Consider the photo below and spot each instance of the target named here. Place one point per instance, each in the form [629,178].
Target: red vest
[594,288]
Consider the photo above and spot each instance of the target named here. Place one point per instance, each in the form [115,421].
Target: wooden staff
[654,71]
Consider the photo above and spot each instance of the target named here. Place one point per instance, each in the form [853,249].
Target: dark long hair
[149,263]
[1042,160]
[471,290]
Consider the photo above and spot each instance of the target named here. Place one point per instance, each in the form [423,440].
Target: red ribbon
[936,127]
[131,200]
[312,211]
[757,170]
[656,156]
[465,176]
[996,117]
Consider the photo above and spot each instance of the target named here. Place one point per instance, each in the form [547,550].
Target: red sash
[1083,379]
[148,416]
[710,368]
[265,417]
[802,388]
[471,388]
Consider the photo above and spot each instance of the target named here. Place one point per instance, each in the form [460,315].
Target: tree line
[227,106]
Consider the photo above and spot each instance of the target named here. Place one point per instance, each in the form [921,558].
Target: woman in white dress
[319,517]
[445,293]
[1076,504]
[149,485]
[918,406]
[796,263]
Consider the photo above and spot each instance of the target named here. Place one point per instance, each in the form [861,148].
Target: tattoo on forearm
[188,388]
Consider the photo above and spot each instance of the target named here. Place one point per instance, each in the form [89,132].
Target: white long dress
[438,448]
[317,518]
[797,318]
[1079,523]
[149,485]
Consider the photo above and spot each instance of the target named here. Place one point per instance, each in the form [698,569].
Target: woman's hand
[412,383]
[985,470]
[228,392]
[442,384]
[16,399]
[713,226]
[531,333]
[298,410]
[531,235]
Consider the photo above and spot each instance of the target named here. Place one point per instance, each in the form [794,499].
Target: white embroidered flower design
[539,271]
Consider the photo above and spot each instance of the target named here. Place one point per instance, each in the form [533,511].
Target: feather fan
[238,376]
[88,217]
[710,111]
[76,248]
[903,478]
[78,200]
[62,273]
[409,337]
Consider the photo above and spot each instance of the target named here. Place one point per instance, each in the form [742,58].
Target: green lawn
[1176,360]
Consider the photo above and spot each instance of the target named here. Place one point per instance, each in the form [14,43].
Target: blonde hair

▶ **Your instructions**
Print all of the rows above verbatim, from the first to the last.

▶ **Answer below**
Consider the photo below and spot each instance of the target named here. Place one point per instance, each in the form [629,178].
Target: red vest
[594,288]
Consider the photo above and spot each instance of the target named here. Place one point per instance, each in the form [115,421].
Target: wooden staff
[654,71]
Consider the photo above and spot each instance of the target named here. Place one point per instance, each in the form [853,249].
Target: dark long hair
[149,263]
[1042,160]
[471,290]
Consider the photo above and spot each instance of the target named here. Place one point per instance, each in the form [423,440].
Target: red ribbon
[936,127]
[131,200]
[312,211]
[757,170]
[656,156]
[465,176]
[996,117]
Consider the photo above and spot each instance of the target named here. Place one point per instance, each in the form [547,550].
Target: red sash
[1083,379]
[148,416]
[710,368]
[265,417]
[802,388]
[471,388]
Consider the photo above and spot each instance of the target named here. Place one point per instance, each in the form [460,315].
Target: tree line
[227,106]
Consider the photo above and spot each instance of the target named here. Place one point per instance, each in the form [921,558].
Target: woman in white dress
[319,517]
[445,293]
[1076,504]
[149,485]
[918,406]
[796,263]
Consider the photo above and spot each instance of the target named here. Place one point per instance, each in the form [861,148].
Target: tattoo on forearm
[188,388]
Consider the photo above and spot each instance of the target named here. Place one point per instance, each in the form [89,132].
Target: white long dress
[438,448]
[317,518]
[797,318]
[1079,523]
[149,485]
Consider the photo above and spot each instance of the target named here. Place one point per instance, each in the form [698,569].
Target: woman's hand
[412,383]
[985,470]
[228,392]
[442,384]
[16,399]
[713,226]
[531,333]
[298,410]
[531,235]
Consider the photo above and spot each instance of the target named here. Place one point per instance, each in the form [794,499].
Target: white embroidered flower design
[539,271]
Consider the photo above and spot each instance of the target named here. Place one point per instance, each in the form [533,511].
Target: feather fan
[238,376]
[88,217]
[710,111]
[76,248]
[903,478]
[78,200]
[62,273]
[409,337]
Consider the photo above and spot each instance of the target named here. Place one point per instance, each in the form [742,58].
Target: green lawn
[1176,360]
Consider the photo above and spot each instance of the target named here. Place one point per instance, each in the form [14,43].
Target: blonde hair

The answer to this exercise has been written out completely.